------ Textauszug

Heerscharen von Chinesen pilgerten mit echter Andacht durch diese Räume, und kurz vor dem Ausgang konnte ich noch einen Blick in den Originalraum des ersten mehrtägigen Kongresses werfen. Damals war das geheime Treffen aufgeflogen, weswegen der eigentliche Parteigründungsakt auf einem (nicht mehr existenten und damit nicht mehr verehrbaren) Ausflugsboot auf einem nahen See (der ganz genaue geografische Ort ist auch nicht überliefert) stattgefunden hat. Auf der Straße ließen sich alle Gläubigen an der Tür, die direkt vor der Originalstätte liegt, fotografieren. Am besten hat mir ein sehr alter Mann gefallen, der, wie weiland Erich Honnecker vor seinem Abflug ins chilenische Exil, mit erhobener linker Faust für Foto den Sieg der guten Sache proklamiert hat.

------------
------ Einträge

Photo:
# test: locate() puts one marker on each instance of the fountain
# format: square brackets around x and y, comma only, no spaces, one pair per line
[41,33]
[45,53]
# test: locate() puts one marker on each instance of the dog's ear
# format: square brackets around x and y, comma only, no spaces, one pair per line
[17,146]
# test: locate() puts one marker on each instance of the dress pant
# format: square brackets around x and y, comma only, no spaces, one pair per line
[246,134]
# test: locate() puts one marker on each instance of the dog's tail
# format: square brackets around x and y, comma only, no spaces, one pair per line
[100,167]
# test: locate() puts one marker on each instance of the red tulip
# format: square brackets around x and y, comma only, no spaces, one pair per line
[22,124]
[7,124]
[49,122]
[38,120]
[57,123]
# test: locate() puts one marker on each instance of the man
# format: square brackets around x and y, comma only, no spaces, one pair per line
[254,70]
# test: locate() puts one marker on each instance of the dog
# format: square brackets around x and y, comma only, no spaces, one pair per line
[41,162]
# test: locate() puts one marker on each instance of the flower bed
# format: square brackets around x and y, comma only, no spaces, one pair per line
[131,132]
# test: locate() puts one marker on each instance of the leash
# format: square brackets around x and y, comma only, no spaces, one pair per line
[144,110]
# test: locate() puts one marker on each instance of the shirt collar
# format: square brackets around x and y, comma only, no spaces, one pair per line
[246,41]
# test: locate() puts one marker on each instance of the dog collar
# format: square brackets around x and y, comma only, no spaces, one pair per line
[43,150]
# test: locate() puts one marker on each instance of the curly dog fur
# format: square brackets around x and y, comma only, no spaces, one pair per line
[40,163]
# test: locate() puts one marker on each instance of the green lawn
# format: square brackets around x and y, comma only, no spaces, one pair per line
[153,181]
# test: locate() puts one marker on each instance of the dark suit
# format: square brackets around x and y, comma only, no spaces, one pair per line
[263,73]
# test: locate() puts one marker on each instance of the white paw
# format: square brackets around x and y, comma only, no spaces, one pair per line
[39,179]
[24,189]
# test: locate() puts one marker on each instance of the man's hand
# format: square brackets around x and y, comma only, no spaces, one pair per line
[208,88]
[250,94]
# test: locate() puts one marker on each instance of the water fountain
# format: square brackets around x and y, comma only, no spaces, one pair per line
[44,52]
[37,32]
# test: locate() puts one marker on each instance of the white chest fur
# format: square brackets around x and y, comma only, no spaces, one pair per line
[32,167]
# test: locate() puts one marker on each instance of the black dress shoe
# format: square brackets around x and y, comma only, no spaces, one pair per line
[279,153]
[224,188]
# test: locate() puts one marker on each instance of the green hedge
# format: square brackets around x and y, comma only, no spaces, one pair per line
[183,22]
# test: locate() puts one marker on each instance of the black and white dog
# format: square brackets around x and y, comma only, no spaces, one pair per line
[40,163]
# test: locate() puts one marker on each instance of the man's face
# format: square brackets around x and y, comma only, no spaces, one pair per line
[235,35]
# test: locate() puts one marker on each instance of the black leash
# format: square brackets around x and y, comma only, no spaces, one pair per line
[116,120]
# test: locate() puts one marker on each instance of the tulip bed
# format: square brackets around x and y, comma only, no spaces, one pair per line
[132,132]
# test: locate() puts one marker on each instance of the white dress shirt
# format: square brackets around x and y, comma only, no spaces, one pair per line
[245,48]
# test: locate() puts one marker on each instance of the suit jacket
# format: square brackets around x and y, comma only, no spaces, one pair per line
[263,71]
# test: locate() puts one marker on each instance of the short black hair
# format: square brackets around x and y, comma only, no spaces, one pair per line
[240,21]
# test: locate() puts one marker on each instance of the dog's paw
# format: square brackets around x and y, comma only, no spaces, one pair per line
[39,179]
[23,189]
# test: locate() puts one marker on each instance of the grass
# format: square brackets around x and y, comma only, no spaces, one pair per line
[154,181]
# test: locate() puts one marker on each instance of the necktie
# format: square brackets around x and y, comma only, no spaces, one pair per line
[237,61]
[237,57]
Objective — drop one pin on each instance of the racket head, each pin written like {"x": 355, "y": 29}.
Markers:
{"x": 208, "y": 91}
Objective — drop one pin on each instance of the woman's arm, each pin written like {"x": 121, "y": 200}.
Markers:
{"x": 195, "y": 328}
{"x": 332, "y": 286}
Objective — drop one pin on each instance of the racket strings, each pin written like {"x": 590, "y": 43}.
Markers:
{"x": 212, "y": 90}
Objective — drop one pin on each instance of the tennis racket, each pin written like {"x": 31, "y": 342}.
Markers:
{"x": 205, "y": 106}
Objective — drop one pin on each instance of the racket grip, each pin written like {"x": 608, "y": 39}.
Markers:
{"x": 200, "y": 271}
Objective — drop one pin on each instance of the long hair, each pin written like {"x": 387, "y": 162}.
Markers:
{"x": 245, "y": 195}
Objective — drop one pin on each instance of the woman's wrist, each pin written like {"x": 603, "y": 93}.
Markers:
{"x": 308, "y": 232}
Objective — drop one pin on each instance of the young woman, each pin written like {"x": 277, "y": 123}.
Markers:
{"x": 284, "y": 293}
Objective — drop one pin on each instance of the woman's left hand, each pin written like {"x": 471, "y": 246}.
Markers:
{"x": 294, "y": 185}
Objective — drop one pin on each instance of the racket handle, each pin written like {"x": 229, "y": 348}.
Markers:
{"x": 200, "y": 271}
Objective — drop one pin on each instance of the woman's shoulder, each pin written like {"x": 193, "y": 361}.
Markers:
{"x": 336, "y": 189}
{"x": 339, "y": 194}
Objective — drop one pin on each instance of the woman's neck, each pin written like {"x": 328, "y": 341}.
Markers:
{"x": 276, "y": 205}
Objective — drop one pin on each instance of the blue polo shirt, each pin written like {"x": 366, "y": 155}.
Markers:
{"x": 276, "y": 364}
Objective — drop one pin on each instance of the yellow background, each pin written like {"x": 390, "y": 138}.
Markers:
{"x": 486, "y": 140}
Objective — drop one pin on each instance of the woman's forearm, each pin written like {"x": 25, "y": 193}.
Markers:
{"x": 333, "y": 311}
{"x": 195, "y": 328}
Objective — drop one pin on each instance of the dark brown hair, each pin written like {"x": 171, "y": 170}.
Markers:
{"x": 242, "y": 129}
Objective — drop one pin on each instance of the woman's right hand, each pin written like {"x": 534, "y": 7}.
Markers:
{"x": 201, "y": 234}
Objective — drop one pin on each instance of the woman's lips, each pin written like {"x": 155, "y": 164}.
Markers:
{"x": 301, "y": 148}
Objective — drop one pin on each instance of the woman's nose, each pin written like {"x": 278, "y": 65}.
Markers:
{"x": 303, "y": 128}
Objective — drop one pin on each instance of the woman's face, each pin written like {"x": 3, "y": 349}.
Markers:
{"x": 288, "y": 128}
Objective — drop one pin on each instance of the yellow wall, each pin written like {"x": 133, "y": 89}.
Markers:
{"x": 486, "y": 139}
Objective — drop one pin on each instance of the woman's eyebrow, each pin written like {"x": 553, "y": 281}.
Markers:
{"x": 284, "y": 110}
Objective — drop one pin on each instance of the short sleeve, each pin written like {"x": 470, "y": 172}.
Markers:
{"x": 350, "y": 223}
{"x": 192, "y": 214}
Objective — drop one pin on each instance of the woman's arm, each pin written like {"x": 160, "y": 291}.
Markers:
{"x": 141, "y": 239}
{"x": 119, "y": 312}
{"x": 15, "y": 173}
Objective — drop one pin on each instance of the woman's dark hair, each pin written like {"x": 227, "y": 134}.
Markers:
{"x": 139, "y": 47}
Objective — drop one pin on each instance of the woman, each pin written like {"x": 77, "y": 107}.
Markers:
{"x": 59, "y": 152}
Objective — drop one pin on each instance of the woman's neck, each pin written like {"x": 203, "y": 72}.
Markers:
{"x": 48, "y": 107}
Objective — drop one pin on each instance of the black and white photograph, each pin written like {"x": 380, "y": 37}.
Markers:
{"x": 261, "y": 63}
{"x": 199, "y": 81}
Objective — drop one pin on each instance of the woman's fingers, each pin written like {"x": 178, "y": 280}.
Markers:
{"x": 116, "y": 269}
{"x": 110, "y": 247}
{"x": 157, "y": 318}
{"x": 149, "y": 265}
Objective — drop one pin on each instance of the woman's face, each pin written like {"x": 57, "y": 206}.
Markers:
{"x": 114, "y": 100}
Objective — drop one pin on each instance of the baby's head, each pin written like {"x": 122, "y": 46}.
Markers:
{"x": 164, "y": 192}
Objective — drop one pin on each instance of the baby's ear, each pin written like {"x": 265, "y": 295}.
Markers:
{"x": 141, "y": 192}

------------

• Aufgabe 1: Gib den Abschnitt aus dem Textauszug von „Heerscharen von Chinesen“ bis einschließlich „Sache proklamiert hat.“ unverändert zurück.
• Aufgabe 2: Führe jede Zeile der Einträge, die die Zeichenfolge „dress“ enthält, wortgetreu auf. Achte dabei auf Groß- und Kleinschreibung.

• Musterlösung 1:
Heerscharen von Chinesen pilgerten mit echter Andacht durch diese Räume, und kurz vor dem Ausgang konnte ich noch einen Blick in den Originalraum des ersten mehrtägigen Kongresses werfen. Damals war das geheime Treffen aufgeflogen, weswegen der eigentliche Parteigründungsakt auf einem (nicht mehr existenten und damit nicht mehr verehrbaren) Ausflugsboot auf einem nahen See (der ganz genaue geografische Ort ist auch nicht überliefert) stattgefunden hat. Auf der Straße ließen sich alle Gläubigen an der Tür, die direkt vor der Originalstätte liegt, fotografieren. Am besten hat mir ein sehr alter Mann gefallen, der, wie weiland Erich Honnecker vor seinem Abflug ins chilenische Exil, mit erhobener linker Faust für Foto den Sieg der guten Sache proklamiert hat.

• Musterlösung 2:
# test: locate() puts one marker on each instance of the dress pant
# test: locate() puts one marker on each instance of the black dress shoe
# test: locate() puts one marker on each instance of the white dress shirt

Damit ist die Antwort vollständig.